BEGIN
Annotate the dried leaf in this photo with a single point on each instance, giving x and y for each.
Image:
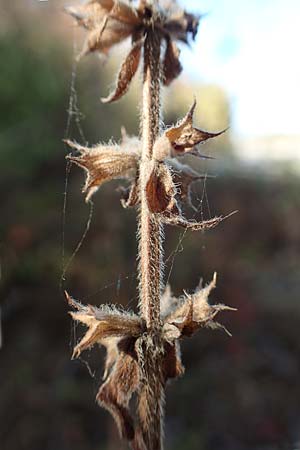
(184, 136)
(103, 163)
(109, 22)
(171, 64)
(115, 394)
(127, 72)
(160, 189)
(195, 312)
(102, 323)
END
BEGIN
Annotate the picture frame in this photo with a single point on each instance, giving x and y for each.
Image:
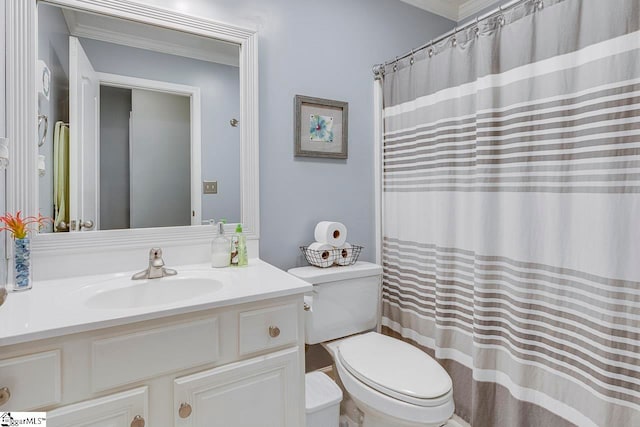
END
BEGIN
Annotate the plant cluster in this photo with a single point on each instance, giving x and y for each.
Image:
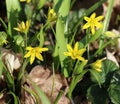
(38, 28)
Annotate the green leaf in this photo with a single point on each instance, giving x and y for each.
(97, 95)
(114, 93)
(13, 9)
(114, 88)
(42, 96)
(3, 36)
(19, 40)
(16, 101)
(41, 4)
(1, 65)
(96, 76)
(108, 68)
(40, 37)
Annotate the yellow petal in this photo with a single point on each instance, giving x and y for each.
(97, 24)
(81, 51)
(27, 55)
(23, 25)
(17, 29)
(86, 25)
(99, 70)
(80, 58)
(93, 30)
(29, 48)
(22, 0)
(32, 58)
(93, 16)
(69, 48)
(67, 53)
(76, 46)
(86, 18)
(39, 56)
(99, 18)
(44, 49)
END
Please list every line in the rows above that contains the word "point". Treat uppercase and lowercase as different.

:: Exercise answer ::
Annotate the dried leaf in this photo with a single point on each instance, giving x and y for each.
Annotate the picture frame in this photo with a single point on each instance, giving x and y for each.
Annotate the plant cluster in this photo with a single point on each instance, giving x and y for each.
Annotate the green leaf in this photo with a single point on each instance, giving x and y for each.
Annotate the yellow petal in this photo with a single point on each instance, giving x and y for each.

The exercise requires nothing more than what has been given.